→ Work to be completed:
According to the commentary passage, what price do the other Evangelists name for Mary's ointment?

→ Given passage:

◇ ◇ ◇

Compare a similar act of devotion on the part of a “woman that was a sinner” (Luke 7:36-39 ).

6 . Simon the leper ] i. e. he had been a leper. St John, in the parallel passage, says “they made him a supper, and Martha served; but Lazarus was one of them that sat at the table with him.” Nothing further is known of Simon. He was evidently a disciple of Jesus and probably a near friend of Lazarus and his sisters.

7 . a woman having an alabaster box of very precious ointment ] “Then took Mary a pound of ointment, very costly” (John). “Ointment of spikenard, very precious” (Mark). The “alabaster box” was “a flask of fragrant oil;” the special kind of ointment named by the Evangelists nard or spikenard was extracted from the blossoms of the Indian and Arabian nard-grass (Becker’s Gallus ).

These alabastra or unguent-flasks were usually made of the Oriental or onyx alabaster, with long narrow necks, which let the oil escape drop by drop, and could easily be broken (Mark 14:3 ). But the shape and material varied. Herodotus (iii. 20) mentions an “ alabastron of fragrant oil” the precise expression in the text sent among other royal gifts of gold and purple by Cambyses to the king of Æthiopia.

The costliness of Mary’s offering may be judged from this. The other Evangelists name three hundred pence or denarii as the price; (St Mark says, “more than three hundred pence”). Now a denarius was a day’s wages for a labourer (see ch. 20:2); equivalent, therefore, to two shillings at least of English money; hence, relatively to English ideas, Mary’s offering would amount to £30. It was probably the whole of her wealth.

8 . when his disciples saw it, they had indignation ] “There were some that had indignation” (Mark); “Then said one of his disciples, Judas Iscariot” (John).

10 . When Jesus understood it ] The murmurings had been whispered at first. St Mark says, “had indignation within themselves , and said, &c.”

a good work ] Rather, a noble and beautiful work , denoting a delicate and refined, almost artistic, sense of the fitness of things, which was lacking to the blunter perception of the rest.

◇ ◇ ◇

Dataset lines showing where objects appear:

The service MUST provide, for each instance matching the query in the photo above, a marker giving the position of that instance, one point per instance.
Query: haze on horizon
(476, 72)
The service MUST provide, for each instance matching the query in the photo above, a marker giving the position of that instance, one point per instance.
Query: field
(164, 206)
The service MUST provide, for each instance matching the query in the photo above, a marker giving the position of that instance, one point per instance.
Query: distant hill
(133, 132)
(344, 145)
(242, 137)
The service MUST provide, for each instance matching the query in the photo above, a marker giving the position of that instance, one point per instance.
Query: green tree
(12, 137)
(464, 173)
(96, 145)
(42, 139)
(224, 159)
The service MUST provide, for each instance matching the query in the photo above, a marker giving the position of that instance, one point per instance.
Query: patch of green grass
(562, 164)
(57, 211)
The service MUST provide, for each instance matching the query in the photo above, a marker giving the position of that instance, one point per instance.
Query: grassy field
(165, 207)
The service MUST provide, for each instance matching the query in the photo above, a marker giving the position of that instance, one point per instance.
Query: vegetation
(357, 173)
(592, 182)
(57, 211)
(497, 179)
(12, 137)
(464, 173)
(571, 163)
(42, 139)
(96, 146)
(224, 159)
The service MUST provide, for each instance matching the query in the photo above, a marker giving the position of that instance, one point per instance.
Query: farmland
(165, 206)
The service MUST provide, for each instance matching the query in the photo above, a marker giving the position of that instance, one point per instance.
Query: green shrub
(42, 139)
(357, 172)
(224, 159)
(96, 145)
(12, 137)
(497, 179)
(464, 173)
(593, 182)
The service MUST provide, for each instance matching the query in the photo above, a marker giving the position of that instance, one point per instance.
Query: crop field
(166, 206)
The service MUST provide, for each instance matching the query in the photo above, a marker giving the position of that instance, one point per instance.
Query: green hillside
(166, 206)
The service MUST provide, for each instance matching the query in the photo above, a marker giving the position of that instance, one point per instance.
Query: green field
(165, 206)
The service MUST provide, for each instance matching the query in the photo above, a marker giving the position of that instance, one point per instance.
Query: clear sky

◇ ◇ ◇

→ Written answer:
Three hundred pence, or denarii.